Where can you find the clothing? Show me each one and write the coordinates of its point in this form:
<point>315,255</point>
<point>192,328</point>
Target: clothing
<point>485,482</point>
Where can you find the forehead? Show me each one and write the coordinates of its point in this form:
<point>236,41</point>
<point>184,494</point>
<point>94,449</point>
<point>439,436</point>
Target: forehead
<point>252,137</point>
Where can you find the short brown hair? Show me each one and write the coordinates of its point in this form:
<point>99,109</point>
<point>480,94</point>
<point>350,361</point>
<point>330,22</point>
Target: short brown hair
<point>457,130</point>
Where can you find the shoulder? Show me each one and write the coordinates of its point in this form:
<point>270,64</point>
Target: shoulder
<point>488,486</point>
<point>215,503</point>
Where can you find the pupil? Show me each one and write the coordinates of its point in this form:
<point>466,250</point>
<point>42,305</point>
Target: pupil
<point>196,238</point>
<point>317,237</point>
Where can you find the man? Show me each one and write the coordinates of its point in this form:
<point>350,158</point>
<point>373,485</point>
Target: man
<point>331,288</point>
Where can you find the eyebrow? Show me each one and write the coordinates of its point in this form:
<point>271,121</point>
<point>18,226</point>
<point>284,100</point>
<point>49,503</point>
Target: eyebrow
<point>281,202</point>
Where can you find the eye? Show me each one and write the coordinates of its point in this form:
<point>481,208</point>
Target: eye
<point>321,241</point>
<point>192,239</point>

☆ ☆ ☆ ☆ ☆ ☆ ☆

• ACTION ITEM
Print the line that contains "<point>271,121</point>", then every later line of the entries above up to and including the last, all exactly as written.

• REPLY
<point>271,121</point>
<point>18,226</point>
<point>284,100</point>
<point>49,503</point>
Target: eyebrow
<point>281,202</point>
Where can you find the eye? Show me each one and write the coordinates of its point in this form:
<point>481,208</point>
Target: eye
<point>321,241</point>
<point>192,239</point>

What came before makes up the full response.